> **WHAT TO PRODUCE**: Would you set down every entry again, exactly as written?

___ SUPPLIED DATA

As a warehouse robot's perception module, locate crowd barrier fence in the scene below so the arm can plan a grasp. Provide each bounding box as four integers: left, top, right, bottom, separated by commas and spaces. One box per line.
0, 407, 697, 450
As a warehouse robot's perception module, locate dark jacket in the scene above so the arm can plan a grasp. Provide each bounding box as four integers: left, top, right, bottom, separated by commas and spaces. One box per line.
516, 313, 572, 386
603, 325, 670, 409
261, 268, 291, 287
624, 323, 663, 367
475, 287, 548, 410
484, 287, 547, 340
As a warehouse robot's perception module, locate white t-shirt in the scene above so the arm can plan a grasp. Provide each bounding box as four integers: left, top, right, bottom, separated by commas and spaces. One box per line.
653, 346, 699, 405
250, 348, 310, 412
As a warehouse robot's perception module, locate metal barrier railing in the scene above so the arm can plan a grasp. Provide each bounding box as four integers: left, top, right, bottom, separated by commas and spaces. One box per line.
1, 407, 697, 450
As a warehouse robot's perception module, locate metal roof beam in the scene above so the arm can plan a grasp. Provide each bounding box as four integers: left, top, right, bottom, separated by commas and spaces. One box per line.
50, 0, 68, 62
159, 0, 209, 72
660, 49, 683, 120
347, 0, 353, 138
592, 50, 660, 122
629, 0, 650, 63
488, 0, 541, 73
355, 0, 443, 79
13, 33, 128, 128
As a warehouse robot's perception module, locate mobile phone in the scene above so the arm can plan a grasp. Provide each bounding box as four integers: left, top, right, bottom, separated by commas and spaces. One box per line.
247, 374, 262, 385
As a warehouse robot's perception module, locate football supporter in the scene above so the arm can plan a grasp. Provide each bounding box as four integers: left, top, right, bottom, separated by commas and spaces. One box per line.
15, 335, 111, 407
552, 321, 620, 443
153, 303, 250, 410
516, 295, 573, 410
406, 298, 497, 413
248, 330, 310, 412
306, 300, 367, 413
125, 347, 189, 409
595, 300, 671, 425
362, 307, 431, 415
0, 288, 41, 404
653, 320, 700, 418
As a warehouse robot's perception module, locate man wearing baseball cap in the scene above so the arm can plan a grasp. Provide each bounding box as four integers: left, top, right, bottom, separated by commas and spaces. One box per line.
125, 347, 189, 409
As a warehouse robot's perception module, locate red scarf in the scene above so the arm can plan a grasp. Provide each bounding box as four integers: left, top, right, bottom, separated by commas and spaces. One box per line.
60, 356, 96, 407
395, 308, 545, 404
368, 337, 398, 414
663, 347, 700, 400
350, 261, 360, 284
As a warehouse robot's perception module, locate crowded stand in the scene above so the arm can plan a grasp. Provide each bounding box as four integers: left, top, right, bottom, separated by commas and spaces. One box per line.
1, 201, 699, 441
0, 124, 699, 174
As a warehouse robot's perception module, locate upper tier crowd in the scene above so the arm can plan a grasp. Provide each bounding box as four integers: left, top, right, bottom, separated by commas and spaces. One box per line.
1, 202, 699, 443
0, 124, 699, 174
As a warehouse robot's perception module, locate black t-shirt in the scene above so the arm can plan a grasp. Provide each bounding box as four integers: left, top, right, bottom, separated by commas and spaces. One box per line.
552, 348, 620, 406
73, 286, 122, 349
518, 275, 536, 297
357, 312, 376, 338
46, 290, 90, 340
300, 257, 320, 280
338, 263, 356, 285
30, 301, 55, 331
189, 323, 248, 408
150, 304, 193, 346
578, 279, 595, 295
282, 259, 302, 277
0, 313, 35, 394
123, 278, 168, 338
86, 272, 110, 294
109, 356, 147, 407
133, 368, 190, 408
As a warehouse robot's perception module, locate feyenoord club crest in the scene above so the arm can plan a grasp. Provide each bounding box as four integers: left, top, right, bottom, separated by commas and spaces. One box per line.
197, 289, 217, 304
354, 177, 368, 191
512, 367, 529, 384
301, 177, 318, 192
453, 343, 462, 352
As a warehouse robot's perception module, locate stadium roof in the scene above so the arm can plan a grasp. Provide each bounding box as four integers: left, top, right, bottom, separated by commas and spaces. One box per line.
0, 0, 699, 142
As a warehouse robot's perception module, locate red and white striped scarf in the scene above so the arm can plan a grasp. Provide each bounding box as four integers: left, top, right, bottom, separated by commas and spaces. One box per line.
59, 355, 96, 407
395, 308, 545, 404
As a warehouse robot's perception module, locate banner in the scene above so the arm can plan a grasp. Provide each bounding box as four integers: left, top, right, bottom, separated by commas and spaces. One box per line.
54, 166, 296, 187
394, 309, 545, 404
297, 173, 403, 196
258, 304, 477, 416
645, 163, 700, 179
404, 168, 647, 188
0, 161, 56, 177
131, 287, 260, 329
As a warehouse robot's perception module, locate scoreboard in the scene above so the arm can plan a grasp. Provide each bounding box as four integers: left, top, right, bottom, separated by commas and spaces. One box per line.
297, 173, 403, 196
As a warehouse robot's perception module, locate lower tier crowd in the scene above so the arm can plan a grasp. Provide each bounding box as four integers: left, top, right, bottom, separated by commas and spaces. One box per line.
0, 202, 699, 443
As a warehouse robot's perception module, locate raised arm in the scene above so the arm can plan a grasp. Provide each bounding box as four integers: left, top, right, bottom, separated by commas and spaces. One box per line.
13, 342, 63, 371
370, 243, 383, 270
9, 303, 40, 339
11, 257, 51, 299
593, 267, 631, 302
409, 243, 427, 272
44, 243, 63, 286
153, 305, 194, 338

______

> **THE ANSWER**:
As a warehouse robot's perception module, locate crowd barrier fence in the scene below so the arm can plan a grasp. Provide each bounding box as four integers: left, top, right, bottom, separated by commas and spaces. One box per line.
0, 407, 697, 450
As a warehouse robot's perception module, locate dark jacket in the scene above so the arm can plan a grasp. Provide each bounding box as four integers: left, top, right, bottom, separated by commas and spaces. One box per line.
516, 313, 572, 386
603, 325, 670, 409
261, 268, 291, 287
624, 323, 663, 367
475, 287, 548, 410
484, 287, 547, 340
As a warehouse robot's perception module, locate white t-shirt in the scene above so the arm can plan a grasp. Provide each bounding box as four integers: left, top, right, bottom, separated by commas and spaces. One box per line.
653, 346, 699, 405
250, 348, 310, 412
As a warehouse robot's perception module, locate metal barrier railing in the scene above so the arm can plan a grasp. Provide each bounding box as four integers: left, top, right, bottom, separated by commas and spaces. One box per line.
1, 407, 697, 450
As a warehouse robot's perception module, locate metal roof beam in the scene above so the arm can plan a grasp. Provide each bounding box as four integers: left, top, right, bottom, separated by commas and spaces. One box per line.
50, 0, 68, 62
159, 0, 209, 72
660, 49, 683, 120
347, 0, 353, 138
592, 50, 660, 122
629, 0, 650, 63
488, 0, 541, 73
355, 0, 443, 79
13, 33, 128, 128
As a warehouse robot's perception module, locate mobile phone in the scene above so the arm can plan a grasp. Provide each bounding box as four integers: left, top, right, bottom, separated by commas and spaces. One box per line.
247, 374, 262, 385
As a warehouse robot's perception module, locate football supporter in the scene above so the arm can plan a grasp. Provide each bounding box as four integers: left, top, right, bottom, separated by commas and spaces. One box per line.
15, 335, 111, 407
552, 321, 620, 443
153, 303, 250, 410
516, 295, 573, 410
406, 298, 497, 413
248, 330, 310, 412
306, 300, 367, 413
125, 347, 189, 409
595, 300, 671, 425
362, 307, 431, 415
0, 288, 41, 404
653, 320, 700, 418
As a warehouse robot's perception module, locate man wearing baseball cap in the scene above so the arm can plan a grasp. Provide each bounding box as four integers: left, top, right, bottom, separated by commas and spaces. One box per line.
125, 347, 189, 409
As a warehouse robot's perception module, locate red scarf in the scene above so the arm can plan a grasp. Provide each bounding box as four integers: left, top, right, bottom, separated by commas and spaces. One box per line.
60, 356, 96, 407
395, 308, 545, 404
368, 337, 398, 414
663, 347, 700, 400
350, 261, 360, 284
As a warehouse robot's perception module, locate crowded stand in the scene above so the arm can plan a grasp. Provide each bounding box as four integers: left, top, right, bottom, separated by commas and spaces. One box per line.
1, 201, 699, 441
0, 124, 699, 174
As a warehouse robot's perception module, locate upper tier crowd in the scene above so the arm can plan a grasp. Provide each bounding box as four integers: left, top, right, bottom, separated by commas and spaces. One box per line.
1, 202, 699, 443
0, 124, 699, 174
As a warehouse robot's perception module, locate black t-shirt in the scene above so the arm can plan a grasp. Provide each bounding box as four integers: left, top, right, bottom, separated by commas and spaces. One box per line.
552, 348, 620, 406
73, 286, 122, 349
518, 275, 536, 297
357, 312, 376, 338
46, 290, 90, 340
300, 257, 320, 280
338, 263, 356, 285
30, 301, 55, 331
189, 323, 248, 408
150, 304, 193, 346
578, 279, 595, 295
282, 259, 302, 277
0, 313, 35, 394
123, 278, 168, 338
86, 272, 110, 294
109, 356, 147, 407
133, 368, 190, 408
As a warehouse robot's perception module, locate feyenoord club crest in the scene above so the arm can plan a grasp. Provide each bounding box as four integers: left, top, right, bottom, separated by commas and spaces. One box per line.
197, 289, 217, 304
354, 177, 368, 191
512, 367, 529, 384
301, 177, 318, 192
453, 343, 462, 352
As a warehouse robot's perception module, locate stadium roof in the scene above so the arm can plan a grasp. Provide each bounding box as four integers: left, top, right, bottom, separated by commas and spaces. One box per line.
0, 0, 699, 142
As a warehouse robot's perception module, locate red and white striped scarf in the scene above so the arm can plan a grasp. Provide each bounding box as four integers: left, top, right, bottom, separated by commas and spaces. One box per line.
59, 355, 96, 407
395, 308, 545, 404
As a warehouse robot's perception module, locate banner in the scene above so the arm can plan a grasp. Provide each bounding box as four integers: left, top, right, bottom, separated by commas and spaces. One box per line.
54, 166, 296, 187
394, 309, 545, 404
297, 173, 403, 196
258, 304, 477, 416
645, 163, 700, 179
404, 168, 647, 188
0, 161, 56, 177
131, 287, 260, 329
As a warehouse robot's perception module, locate scoreboard in the scene above so the arm can plan a grasp. Provide each bounding box as four integers: left, top, right, bottom, separated by commas and spaces. One box per line.
297, 173, 403, 196
As a warehouse robot's perception module, locate lower tier crowd in the scene above so the arm can plan a grasp. Provide each bounding box as four integers: left, top, right, bottom, separated by commas and spaces. One box per line.
0, 202, 699, 443
As a warehouse robot's perception module, locate raised arm in the scene above so the arm can plan a grasp. Provide each bounding box as four integers: left, top, right, bottom, separated by commas and spaces. One box per line.
13, 342, 63, 371
370, 243, 383, 270
9, 303, 40, 339
11, 257, 51, 299
593, 267, 631, 302
409, 243, 427, 272
44, 243, 63, 286
153, 305, 194, 338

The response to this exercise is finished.